§ **Requirement**
Transcribe the passage below on subjective experience and utilitarian punishment word for word, keeping its original spelling and paragraph breaks.

§ **Extracted text**
-----

What Warburton is stating here is that the same objective experience (i.e. what is really happening) can subjectively differ; i.e. two different minds can experience the same situation in dramatically different ways. By "others", the exerpt is referring to "other subjects".

The exerpt then goes down a utilitarian track; it argues that because animals experience suffering differently to us (arguing that this is likely to a lesser degree), we should weigh that suffering differently.

This is pertinent when considering utilitarian ethics; if the same objective experience induces different quantities of utility in different subjects, that has a lot of interesting implications for utilitariansm.

Example

Let's construct a simple example; going to church.

For many, going to church is a source of comfort, strength and community. For myself, I'd be bored out of my mind.

Let's imagine a utilitarian criminal legal system, in which punishment is meted out not in years, but in dolors. In some threads of utilitarianism, a hedon is a measurement of pleasure, and a dolor is a measurement of pain.

So, murder gets you 50 dolors. 50 units of pain; it doesn't matter how this translates, whether it's years, or lashes of a whip, or some other system, as long as it's consistent, right?

-----

§ **Given information**

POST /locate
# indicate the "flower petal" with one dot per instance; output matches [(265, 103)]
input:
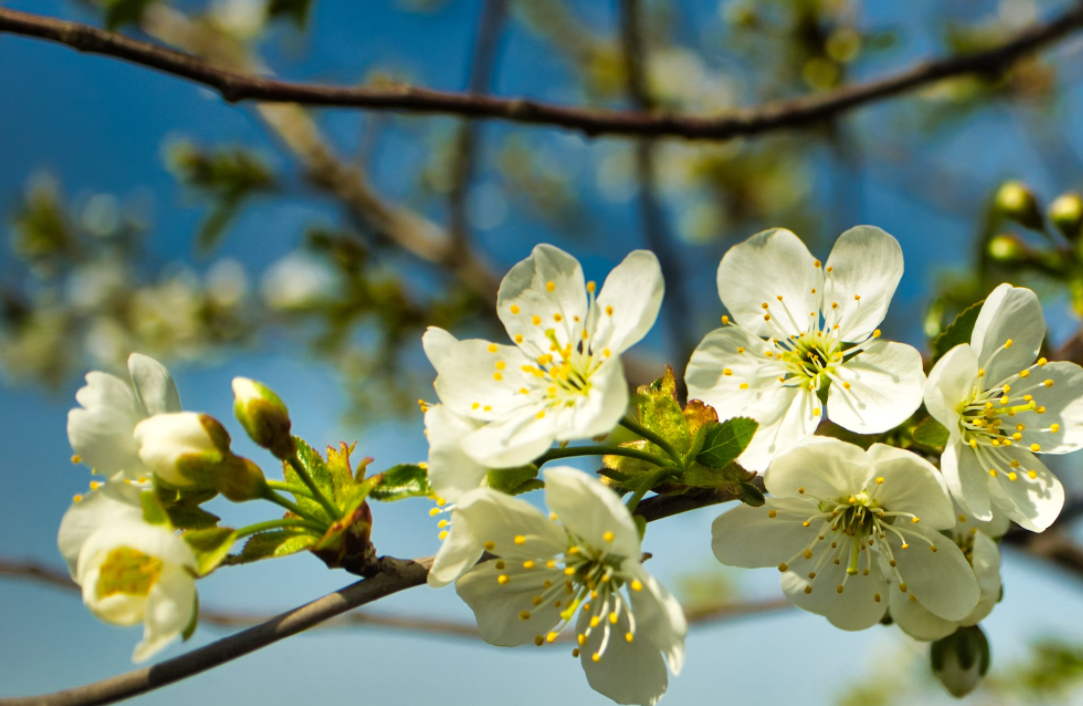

-----

§ **Full output**
What Warburton is stating here is that the same objective experience (i.e. what is really happening) can subjectively differ; i.e. two different minds can experience the same situation in dramatically different ways. By "others", the exerpt is referring to "other subjects".

The exerpt then goes down a utilitarian track; it argues that because animals experience suffering differently to us (arguing that this is likely to a lesser degree), we should weigh that suffering differently.

This is pertinent when considering utilitarian ethics; if the same objective experience induces different quantities of utility in different subjects, that has a lot of interesting implications for utilitariansm.

Example

Let's construct a simple example; going to church.

For many, going to church is a source of comfort, strength and community. For myself, I'd be bored out of my mind.

Let's imagine a utilitarian criminal legal system, in which punishment is meted out not in years, but in dolors. In some threads of utilitarianism, a hedon is a measurement of pleasure, and a dolor is a measurement of pain.

So, murder gets you 50 dolors. 50 units of pain; it doesn't matter how this translates, whether it's years, or lashes of a whip, or some other system, as long as it's consistent, right?